WHAT IS EXPECTED ▸
Lines below starting with the line with "Target: dark hair" and going on through the line with "204, one pair per line." must be output exactly; the rest of the records must be left out.

Source records ▸
* * *
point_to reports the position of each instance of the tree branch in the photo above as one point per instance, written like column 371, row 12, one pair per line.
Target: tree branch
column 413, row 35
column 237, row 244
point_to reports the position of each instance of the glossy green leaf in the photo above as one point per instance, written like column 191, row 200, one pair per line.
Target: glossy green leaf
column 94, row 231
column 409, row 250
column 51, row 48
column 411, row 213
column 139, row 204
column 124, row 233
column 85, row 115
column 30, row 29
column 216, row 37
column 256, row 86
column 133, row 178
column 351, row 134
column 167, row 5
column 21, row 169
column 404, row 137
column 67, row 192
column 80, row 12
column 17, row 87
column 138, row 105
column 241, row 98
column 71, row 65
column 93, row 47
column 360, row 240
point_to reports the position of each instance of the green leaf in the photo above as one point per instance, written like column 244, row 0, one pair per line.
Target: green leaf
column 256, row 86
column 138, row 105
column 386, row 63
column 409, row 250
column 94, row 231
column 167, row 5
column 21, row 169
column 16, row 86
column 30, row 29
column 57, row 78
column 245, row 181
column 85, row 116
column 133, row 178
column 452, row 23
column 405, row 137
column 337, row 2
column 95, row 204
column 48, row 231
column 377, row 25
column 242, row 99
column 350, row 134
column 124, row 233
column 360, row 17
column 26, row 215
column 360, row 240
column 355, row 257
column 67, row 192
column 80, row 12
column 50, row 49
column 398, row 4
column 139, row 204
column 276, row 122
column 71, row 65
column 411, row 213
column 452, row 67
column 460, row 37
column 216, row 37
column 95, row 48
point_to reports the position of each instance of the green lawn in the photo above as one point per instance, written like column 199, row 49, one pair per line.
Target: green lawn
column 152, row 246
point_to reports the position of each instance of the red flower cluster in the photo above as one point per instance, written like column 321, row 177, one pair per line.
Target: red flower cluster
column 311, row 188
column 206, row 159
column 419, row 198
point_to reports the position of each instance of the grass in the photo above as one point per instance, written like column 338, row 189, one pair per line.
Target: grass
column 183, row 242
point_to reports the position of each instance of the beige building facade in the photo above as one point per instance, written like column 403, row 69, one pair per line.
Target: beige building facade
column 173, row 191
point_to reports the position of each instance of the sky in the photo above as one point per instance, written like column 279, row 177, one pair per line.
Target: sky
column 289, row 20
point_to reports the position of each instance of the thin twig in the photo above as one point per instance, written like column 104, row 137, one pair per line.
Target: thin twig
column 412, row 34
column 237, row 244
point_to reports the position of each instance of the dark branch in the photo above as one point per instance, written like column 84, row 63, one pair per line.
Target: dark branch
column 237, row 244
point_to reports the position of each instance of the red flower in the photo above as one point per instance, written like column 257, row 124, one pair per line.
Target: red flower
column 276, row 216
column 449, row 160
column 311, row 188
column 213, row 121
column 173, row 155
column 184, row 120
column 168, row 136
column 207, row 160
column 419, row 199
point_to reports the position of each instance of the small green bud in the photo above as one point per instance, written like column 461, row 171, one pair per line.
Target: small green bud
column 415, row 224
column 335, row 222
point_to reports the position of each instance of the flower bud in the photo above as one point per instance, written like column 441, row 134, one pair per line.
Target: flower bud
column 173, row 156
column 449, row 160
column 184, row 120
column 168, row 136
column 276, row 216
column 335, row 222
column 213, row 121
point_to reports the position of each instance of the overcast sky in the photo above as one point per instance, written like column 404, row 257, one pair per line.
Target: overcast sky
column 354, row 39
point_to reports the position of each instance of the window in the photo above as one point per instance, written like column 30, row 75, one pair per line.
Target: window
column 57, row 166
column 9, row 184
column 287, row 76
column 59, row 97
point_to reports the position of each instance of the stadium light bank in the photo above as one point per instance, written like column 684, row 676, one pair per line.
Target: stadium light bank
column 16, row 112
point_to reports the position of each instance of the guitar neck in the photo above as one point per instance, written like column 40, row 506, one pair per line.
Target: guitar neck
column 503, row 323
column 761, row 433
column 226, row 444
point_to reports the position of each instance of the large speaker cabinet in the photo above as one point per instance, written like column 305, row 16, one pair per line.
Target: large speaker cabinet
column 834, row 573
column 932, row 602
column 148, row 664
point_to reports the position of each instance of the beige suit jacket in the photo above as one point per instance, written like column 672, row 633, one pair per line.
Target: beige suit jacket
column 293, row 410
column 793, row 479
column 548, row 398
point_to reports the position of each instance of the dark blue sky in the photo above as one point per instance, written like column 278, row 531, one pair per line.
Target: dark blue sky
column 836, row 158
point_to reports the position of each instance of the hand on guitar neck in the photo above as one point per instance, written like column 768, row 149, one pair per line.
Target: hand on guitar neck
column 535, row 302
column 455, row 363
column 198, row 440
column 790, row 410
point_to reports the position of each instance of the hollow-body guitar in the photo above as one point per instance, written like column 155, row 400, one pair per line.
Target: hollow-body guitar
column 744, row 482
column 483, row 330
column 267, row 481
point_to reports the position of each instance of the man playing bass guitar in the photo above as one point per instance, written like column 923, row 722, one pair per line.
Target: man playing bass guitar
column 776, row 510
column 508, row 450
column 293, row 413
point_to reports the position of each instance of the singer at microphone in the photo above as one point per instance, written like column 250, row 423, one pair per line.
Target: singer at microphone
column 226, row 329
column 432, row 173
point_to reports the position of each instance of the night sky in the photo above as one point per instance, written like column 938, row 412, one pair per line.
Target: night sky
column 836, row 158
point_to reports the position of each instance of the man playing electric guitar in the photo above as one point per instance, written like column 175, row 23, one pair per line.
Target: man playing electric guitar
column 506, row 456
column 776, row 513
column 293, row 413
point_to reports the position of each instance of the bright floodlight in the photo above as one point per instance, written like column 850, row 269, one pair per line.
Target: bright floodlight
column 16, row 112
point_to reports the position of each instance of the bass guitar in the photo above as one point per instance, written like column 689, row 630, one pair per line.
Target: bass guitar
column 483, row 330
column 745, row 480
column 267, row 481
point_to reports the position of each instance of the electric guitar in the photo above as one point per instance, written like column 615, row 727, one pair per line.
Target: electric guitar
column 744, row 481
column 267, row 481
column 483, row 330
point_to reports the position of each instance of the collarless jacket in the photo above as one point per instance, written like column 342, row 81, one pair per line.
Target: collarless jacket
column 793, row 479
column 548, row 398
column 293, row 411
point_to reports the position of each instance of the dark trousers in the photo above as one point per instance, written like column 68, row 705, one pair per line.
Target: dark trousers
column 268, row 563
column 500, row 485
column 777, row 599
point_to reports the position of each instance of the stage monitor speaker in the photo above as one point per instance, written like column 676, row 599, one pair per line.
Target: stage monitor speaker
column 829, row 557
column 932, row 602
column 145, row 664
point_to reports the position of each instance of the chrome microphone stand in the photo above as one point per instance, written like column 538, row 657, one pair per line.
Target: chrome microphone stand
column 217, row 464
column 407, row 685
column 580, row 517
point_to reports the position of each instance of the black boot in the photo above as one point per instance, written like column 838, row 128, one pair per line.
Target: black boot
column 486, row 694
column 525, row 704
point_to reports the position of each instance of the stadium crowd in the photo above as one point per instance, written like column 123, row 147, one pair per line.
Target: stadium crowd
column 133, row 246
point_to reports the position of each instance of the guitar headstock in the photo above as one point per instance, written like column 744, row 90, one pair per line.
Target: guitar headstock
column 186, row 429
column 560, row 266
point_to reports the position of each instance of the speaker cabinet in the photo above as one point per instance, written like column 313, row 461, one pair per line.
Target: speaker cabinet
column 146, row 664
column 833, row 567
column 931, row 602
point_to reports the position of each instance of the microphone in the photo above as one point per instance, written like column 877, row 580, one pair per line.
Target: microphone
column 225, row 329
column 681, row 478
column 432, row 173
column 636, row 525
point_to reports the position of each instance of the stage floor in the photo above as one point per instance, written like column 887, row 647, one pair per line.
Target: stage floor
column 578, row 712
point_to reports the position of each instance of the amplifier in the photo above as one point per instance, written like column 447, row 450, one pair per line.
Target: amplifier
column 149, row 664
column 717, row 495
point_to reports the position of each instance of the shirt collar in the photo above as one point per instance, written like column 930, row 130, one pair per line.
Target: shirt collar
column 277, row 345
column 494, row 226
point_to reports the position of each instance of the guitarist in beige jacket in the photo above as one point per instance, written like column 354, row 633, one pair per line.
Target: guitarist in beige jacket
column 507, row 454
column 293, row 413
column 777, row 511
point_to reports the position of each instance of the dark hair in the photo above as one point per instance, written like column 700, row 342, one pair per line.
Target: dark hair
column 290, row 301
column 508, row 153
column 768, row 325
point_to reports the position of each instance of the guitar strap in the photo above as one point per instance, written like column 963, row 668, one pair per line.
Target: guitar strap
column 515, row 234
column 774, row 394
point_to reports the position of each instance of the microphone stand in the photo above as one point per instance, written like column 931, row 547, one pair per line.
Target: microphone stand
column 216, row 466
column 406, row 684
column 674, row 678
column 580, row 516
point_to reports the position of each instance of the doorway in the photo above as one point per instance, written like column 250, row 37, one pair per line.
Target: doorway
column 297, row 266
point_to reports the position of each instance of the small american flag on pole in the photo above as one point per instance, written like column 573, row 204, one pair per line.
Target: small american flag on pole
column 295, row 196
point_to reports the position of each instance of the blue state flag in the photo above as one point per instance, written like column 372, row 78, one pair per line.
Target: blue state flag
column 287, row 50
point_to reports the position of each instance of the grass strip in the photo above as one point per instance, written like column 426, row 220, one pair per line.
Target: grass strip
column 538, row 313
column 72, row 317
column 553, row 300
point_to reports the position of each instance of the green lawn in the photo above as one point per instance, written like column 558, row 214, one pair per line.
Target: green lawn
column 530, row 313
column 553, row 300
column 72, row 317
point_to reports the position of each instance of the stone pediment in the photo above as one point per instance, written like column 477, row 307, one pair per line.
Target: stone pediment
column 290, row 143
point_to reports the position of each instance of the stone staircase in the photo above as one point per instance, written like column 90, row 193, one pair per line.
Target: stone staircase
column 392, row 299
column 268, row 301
* * *
TASK OUTPUT ▸
Target: dark hair
column 290, row 301
column 508, row 153
column 768, row 325
point_to reports the position of each instance of the guitar strap in the photo above as one point per instance, written like column 963, row 668, one pair per line.
Target: guitar strap
column 515, row 234
column 774, row 394
point_to reports the position of each instance of the microphone stand in the photo above as one point per instance, written like column 931, row 547, one pair per line.
Target: microphone stand
column 216, row 466
column 406, row 684
column 674, row 678
column 580, row 516
point_to reports the position of each instance of the doorway in the photo above as one point per instance, written like column 250, row 37, one pair per line.
Target: doorway
column 297, row 266
point_to reports the position of each instance of the small american flag on pole in the photo above as one point per instance, written like column 573, row 204, one pair per line.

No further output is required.